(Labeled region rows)
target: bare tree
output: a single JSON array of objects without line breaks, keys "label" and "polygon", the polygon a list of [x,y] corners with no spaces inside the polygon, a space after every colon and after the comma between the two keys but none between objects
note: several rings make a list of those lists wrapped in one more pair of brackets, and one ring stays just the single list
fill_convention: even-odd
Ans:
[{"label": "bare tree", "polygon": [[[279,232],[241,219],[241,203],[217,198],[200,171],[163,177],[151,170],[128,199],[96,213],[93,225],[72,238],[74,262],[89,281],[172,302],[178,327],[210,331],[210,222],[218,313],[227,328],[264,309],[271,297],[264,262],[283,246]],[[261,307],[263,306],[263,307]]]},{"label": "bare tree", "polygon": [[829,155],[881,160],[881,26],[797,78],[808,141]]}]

- _To be done_:
Copy each row above verbatim, character for character, with no changes.

- _The answer_:
target: bare tree
output: a single JSON array of objects without line breaks, keys "label" and "polygon", the polygon a list of [x,y] corners with no spaces inside the polygon, a space after every colon and after the comma between the two keys but none between objects
note: several rings make a list of those lists wrapped in one more pair of brackets, and one ring stays just the single list
fill_convention: even-odd
Ans:
[{"label": "bare tree", "polygon": [[[279,232],[241,219],[241,203],[217,198],[200,171],[163,177],[151,170],[128,199],[96,213],[93,225],[72,238],[74,262],[89,281],[172,302],[178,327],[210,331],[210,222],[218,313],[227,328],[264,309],[271,297],[264,262],[283,246]],[[261,307],[263,306],[263,307]]]},{"label": "bare tree", "polygon": [[829,155],[881,160],[881,26],[797,78],[808,141]]}]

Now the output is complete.